- [What the exercise asks]: Return all of the entries exactly, with nothing added or left out.

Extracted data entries
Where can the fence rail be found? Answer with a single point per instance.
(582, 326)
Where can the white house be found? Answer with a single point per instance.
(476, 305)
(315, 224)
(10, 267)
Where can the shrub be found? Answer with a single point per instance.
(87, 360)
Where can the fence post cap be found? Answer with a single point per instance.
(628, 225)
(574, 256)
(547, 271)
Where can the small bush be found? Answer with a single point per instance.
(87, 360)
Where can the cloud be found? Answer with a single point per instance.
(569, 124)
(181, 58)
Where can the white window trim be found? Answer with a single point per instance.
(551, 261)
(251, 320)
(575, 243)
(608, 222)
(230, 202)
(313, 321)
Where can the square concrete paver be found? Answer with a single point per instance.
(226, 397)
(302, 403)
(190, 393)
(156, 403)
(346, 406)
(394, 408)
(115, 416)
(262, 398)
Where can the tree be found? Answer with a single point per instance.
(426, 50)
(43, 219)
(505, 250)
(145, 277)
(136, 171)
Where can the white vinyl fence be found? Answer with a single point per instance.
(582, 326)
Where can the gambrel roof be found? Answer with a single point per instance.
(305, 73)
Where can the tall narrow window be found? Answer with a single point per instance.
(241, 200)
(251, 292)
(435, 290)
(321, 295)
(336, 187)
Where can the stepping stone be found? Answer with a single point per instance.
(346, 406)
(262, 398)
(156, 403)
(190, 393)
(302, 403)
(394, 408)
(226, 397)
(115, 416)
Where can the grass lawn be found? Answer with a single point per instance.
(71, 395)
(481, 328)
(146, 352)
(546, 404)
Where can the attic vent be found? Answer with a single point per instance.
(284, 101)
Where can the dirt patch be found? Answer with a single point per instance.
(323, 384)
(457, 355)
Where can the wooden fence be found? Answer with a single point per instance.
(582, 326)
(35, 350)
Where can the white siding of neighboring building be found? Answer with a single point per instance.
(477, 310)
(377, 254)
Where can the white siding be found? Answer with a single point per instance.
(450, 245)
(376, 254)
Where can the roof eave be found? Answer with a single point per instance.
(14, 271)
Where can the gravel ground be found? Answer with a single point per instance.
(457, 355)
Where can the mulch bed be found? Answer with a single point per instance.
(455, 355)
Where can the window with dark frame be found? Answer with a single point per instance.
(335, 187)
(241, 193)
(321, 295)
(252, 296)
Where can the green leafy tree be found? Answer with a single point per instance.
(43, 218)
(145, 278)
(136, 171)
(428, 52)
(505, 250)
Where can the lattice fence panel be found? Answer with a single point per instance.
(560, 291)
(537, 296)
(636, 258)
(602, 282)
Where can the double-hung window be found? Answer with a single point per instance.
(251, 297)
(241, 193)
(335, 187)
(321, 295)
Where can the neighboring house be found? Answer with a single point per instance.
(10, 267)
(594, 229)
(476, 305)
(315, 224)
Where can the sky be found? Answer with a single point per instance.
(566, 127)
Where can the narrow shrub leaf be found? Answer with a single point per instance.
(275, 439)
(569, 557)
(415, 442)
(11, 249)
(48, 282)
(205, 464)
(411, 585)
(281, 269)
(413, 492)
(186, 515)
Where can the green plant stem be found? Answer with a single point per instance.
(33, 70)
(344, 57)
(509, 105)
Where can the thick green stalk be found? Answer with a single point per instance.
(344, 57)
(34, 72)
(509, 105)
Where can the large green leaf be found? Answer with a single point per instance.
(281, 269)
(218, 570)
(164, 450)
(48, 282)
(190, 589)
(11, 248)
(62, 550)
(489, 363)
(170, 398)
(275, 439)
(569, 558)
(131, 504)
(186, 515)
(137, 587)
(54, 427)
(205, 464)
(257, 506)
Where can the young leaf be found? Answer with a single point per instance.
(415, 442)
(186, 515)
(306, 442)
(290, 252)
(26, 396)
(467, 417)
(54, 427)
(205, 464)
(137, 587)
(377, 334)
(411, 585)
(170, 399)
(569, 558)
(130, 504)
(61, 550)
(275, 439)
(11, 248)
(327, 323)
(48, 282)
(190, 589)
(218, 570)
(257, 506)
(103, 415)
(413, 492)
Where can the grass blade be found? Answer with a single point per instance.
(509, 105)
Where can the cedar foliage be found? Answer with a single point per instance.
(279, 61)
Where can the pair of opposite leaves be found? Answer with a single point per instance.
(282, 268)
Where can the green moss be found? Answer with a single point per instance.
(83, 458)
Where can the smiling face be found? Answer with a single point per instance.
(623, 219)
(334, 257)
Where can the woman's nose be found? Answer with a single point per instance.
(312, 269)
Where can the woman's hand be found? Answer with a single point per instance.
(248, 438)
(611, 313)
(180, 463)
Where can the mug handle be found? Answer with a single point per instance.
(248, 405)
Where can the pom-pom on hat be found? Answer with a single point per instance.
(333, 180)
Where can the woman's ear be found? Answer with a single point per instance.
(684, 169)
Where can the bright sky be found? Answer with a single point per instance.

- [Worked solution]:
Where can the fence rail be found? Answer with a single point per instance.
(582, 326)
Where can the white house be found? Answer with a single point per instance.
(476, 305)
(315, 224)
(10, 267)
Where can the shrub be found? Answer with a single point per instance.
(87, 360)
Where can the fence post cap be found? Answer with a single point per instance.
(628, 225)
(574, 256)
(547, 271)
Where can the small bush be found? Answer with a single point per instance.
(87, 360)
Where can the cloud be found? Answer with a single point per instance.
(569, 124)
(181, 58)
Where can the white window trim be found? Answer with a single point per instance.
(551, 261)
(251, 320)
(575, 243)
(608, 222)
(230, 202)
(313, 321)
Where can the square concrete paver be found? Answer with a single point per instance.
(226, 397)
(302, 403)
(190, 393)
(156, 403)
(346, 406)
(394, 408)
(115, 416)
(262, 398)
Where can the tree be found? Answer with a single point per instance.
(426, 50)
(43, 219)
(505, 250)
(145, 277)
(136, 171)
Where can the white vinyl fence be found? Answer with a single point per instance.
(582, 326)
Where can the gambrel roof be found? Answer with a single point per instance.
(305, 73)
Where can the tall narrow window be found? Answer with a single point per instance.
(241, 200)
(251, 292)
(435, 290)
(321, 295)
(336, 187)
Where can the stepping stone be found? Answer with a single point per instance.
(346, 406)
(262, 398)
(156, 403)
(190, 393)
(302, 403)
(394, 408)
(226, 397)
(115, 416)
Where can the grass lawn be found? Answer with a single point per instance.
(71, 395)
(481, 328)
(146, 352)
(546, 404)
Where can the attic vent be found? Answer with a single point per instance.
(284, 101)
Where can the dirt patch be found? Answer with a single point per instance.
(323, 384)
(457, 355)
Where can the wooden fence be found? Answer with a single point per instance.
(582, 326)
(35, 350)
Where can the white siding of neighboring building be found? Answer with a single point per instance.
(477, 310)
(377, 254)
Where can the white siding be found? Answer with a single point per instance.
(450, 245)
(376, 254)
Where can the roof eave be found? Answer with a single point per instance.
(14, 271)
Where can the gravel ground be found? Answer with a single point per instance.
(457, 355)
Where can the mulch bed be found? Answer with a single point per instance.
(455, 355)
Where can the window with dark frame be found? Answer with a single point per instance.
(335, 187)
(241, 193)
(321, 295)
(252, 296)
Where can the green leafy tree be found? Answer with a single point per instance.
(43, 218)
(145, 278)
(136, 171)
(428, 52)
(505, 250)
Where can the lattice fence panel be found? Answer with a single point per instance.
(560, 291)
(537, 296)
(636, 258)
(602, 282)
Where can the double-hung window be found? Answer with a single point per instance.
(251, 297)
(241, 193)
(335, 187)
(321, 295)
Where can the neighboring house be found? Answer with a single point per instance.
(10, 267)
(594, 229)
(476, 305)
(315, 224)
Where can the sky be found? Answer with a single point per instance.
(566, 127)
Where can the narrow shrub leaf be found? Answer with a single point per instance.
(275, 439)
(569, 557)
(415, 442)
(11, 249)
(48, 282)
(205, 464)
(411, 585)
(281, 269)
(413, 492)
(186, 515)
Where can the green plant stem be found? Answer with a single point per instance.
(33, 70)
(344, 57)
(509, 105)
Where can the thick green stalk be found? Answer with a single point per instance.
(344, 57)
(34, 72)
(509, 105)
Where can the large green leaf be found? Answer with a single point per instance.
(281, 269)
(218, 570)
(164, 450)
(48, 282)
(190, 589)
(11, 248)
(62, 550)
(489, 363)
(170, 398)
(275, 439)
(569, 558)
(131, 504)
(186, 515)
(137, 587)
(54, 427)
(205, 464)
(257, 506)
Where can the young leaf be found? Answer with a single point per instance.
(415, 442)
(186, 515)
(306, 442)
(290, 252)
(26, 396)
(467, 417)
(54, 427)
(205, 464)
(137, 587)
(377, 334)
(411, 585)
(170, 399)
(569, 558)
(130, 504)
(61, 550)
(275, 439)
(11, 248)
(327, 323)
(48, 282)
(190, 589)
(218, 570)
(257, 506)
(103, 415)
(413, 492)
Where can the grass blade be found? Answer with a single point per instance.
(509, 105)
Where can the cedar foliage be found? Answer with a single point per instance.
(279, 61)
Where can the pair of opposite leaves be found? Answer with a single point per instance.
(282, 268)
Where can the green moss be found? Answer with a single point per instance.
(83, 458)
Where can the smiling face be found? Answer with a single point per instance.
(623, 219)
(334, 257)
Where can the woman's nose be found? Answer with a single point per instance.
(312, 269)
Where can the woman's hand be found? Answer with a single point per instance.
(248, 438)
(611, 313)
(180, 463)
Where can the mug handle be found? Answer with a single point per instance.
(248, 405)
Where can the pom-pom on hat be found? Answer with a single point per instance.
(333, 180)
Where can the woman's ear be found? Answer with a single point per instance.
(684, 169)
Where can the bright sky be found? Answer with a single point per instance.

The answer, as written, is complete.